▸ **Work request**: Go to the line below containing "of the player's" and print exactly from there through the line containing "of the helmet", both included. Print nothing else.

▸ **The records**:
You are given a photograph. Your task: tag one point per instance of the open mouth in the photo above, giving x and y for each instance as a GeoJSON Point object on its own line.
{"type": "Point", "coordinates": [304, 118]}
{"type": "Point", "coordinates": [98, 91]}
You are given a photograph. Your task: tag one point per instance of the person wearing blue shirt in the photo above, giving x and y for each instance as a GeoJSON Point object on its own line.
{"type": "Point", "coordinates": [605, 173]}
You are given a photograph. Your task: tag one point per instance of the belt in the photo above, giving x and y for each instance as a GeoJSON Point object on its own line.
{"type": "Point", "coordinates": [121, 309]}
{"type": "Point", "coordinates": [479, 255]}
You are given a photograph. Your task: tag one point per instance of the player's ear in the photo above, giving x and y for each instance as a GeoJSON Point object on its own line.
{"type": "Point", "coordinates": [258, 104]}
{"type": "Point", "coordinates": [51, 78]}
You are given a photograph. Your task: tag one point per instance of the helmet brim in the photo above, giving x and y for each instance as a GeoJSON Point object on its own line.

---

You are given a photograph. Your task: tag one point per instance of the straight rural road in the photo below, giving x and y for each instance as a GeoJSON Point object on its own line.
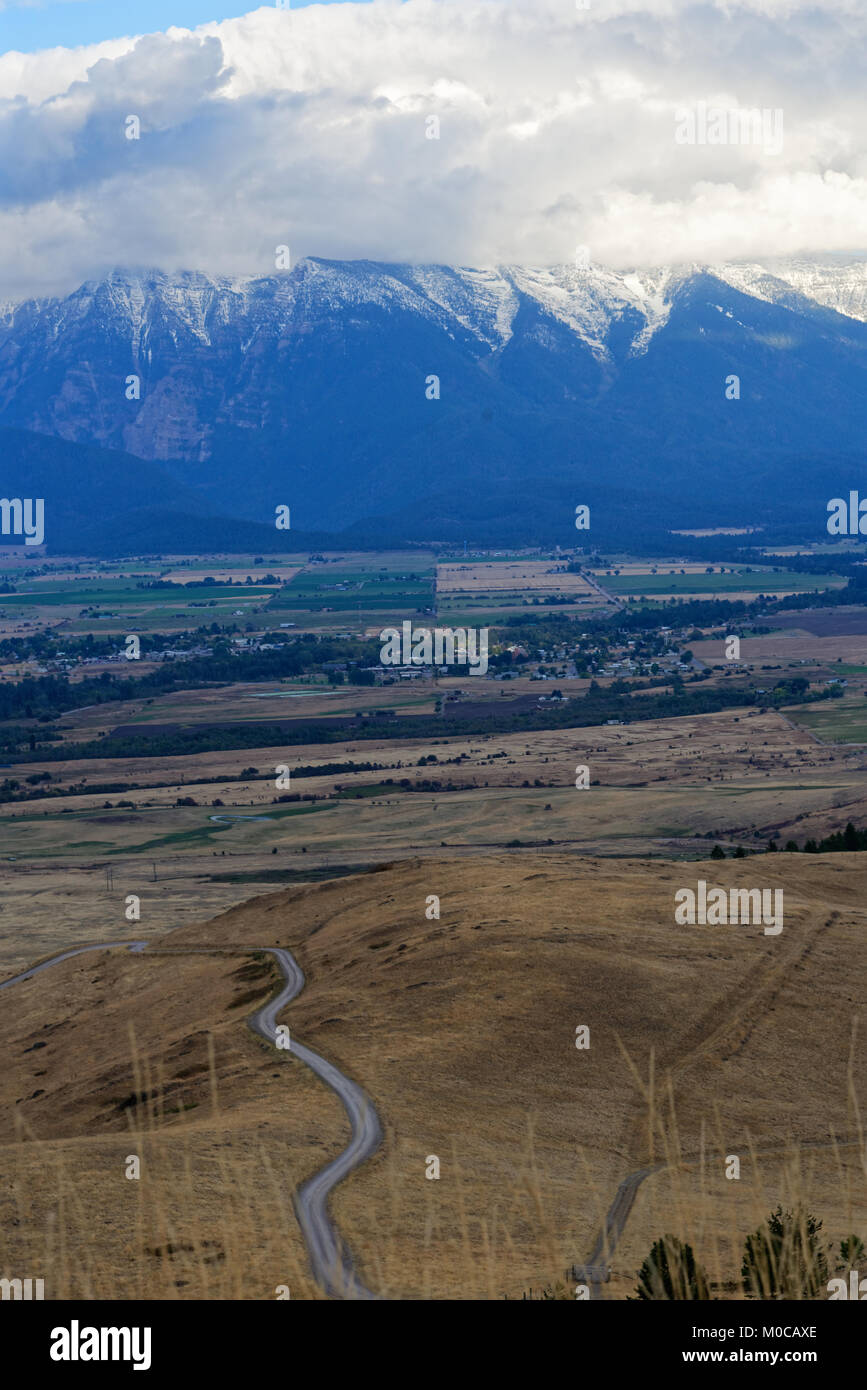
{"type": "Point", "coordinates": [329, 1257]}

▸ **Answer to this exercise**:
You are given a photograph. Your task: tag one point per instance of the player's ear in the photo above, giving x and y for each instance as a GeoJSON Point object on its own line.
{"type": "Point", "coordinates": [258, 104]}
{"type": "Point", "coordinates": [51, 78]}
You are given a photograph. Your task: tag one point per instance of the helmet brim in the photo above, giving x and y for each instance as a GeoJSON Point object on its own line.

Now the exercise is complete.